## 任务说明
1. 根据文档片段回答：
(a) 在 optStruct 里，self.eCache 的第一列给出的是什么？
(b) calcEk 的参数 k 指的是什么？
(c) 按开头的 PS，calcEk() 中注释掉的是哪一部分？
2. 把清单中从含有"For each instance of the curly"的那一行开始、到清单末尾结束的部分（首尾都算）转换成两列 CSV，列名用"文字"和"答案"。每段说明文字占一行，它下面的全部答案放在同一行。两列各自写在一个带引号的字段里，换行一律改成空格。

## 文档片段
PS:在calcEk()註釋掉了後面引入核函數需要修改的部分

class optStruct:
    def __init__(self,dataMatIn,classLabels,C,toler):
        '''建立一個數據結構來保存所有重要的值'''
        self.X = dataMatIn
        self.labelMat = classLabels
        self.C = C
        self.tol = toler
        self.m = shape(dataMatIn)[0]  #行
        self.alphas = mat(zeros((self.m,1)))
        self.b = 0
        self.eCache = mat(zeros((self.m,2)))       #第一列給出的是eCache是否有效的標誌位,第二列是實際的E值
def calcEk(oS,k):
    '''
    參數oS:optStruct的對象
    參數k:下標
    計算E值並返回'''
    #以下部分爲未引入核函數後的fXk,Ek計算
    fXk = float(multiply(oS.alphas,oS.labelMat).T*\
               (oS.X*oS.X[k,:].T)) + oS.b
    #以下部分爲引入核函數後的fXk,Ek計算
    #fXk = float(multiply(oS.alphas,oS.labelMat).T*oS.K[:,k]+oS.b)
    Ek = fXk - float(oS.labelMat[k])

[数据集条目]

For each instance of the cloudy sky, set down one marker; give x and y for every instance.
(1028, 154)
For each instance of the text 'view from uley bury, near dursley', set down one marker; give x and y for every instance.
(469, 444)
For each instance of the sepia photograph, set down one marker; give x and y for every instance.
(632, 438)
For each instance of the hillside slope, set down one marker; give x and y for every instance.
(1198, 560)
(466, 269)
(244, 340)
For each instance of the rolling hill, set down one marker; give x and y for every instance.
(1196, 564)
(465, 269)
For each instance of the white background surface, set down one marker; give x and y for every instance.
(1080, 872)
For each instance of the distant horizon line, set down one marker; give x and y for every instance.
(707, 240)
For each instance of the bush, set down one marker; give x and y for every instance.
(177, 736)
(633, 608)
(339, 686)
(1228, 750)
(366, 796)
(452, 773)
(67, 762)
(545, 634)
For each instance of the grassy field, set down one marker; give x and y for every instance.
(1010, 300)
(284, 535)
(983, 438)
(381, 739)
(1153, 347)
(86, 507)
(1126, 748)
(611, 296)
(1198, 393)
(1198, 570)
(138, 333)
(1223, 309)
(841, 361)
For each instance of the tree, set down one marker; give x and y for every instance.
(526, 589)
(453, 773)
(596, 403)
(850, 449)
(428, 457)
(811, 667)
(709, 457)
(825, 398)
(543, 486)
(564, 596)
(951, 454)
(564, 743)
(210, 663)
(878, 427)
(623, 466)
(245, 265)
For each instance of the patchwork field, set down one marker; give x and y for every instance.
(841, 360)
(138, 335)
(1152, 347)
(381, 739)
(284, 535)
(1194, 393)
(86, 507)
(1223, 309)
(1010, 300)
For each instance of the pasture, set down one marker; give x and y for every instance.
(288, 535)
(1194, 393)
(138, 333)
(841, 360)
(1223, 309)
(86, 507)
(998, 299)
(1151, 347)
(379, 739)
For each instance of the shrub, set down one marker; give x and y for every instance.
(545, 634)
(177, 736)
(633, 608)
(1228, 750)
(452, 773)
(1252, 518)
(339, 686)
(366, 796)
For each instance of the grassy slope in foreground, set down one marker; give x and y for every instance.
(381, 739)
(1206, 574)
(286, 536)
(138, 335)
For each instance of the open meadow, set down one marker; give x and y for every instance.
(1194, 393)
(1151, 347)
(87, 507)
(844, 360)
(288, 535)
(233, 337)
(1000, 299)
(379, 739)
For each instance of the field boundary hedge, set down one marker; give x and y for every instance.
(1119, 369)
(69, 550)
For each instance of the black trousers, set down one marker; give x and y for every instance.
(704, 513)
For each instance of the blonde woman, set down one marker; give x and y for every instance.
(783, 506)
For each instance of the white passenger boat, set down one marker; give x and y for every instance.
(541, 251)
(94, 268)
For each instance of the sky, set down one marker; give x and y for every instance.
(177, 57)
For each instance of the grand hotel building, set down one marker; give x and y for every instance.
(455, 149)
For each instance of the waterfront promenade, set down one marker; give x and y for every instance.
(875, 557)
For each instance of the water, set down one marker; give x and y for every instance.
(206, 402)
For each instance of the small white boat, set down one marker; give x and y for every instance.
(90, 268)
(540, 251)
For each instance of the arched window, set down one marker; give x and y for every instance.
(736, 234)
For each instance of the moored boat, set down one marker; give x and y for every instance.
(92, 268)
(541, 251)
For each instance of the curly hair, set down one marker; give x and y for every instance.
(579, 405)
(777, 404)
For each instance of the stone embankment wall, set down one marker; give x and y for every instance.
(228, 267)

## 练习答案
1.
(a) eCache 是否有效的标志位
(b) 下标
(c) 后面引入核函数需要修改的部分

2.
文字,答案
"For each instance of the curly hair, set down one marker; give x and y for every instance.","(579, 405) (777, 404)"
"For each instance of the stone embankment wall, set down one marker; give x and y for every instance.","(228, 267)"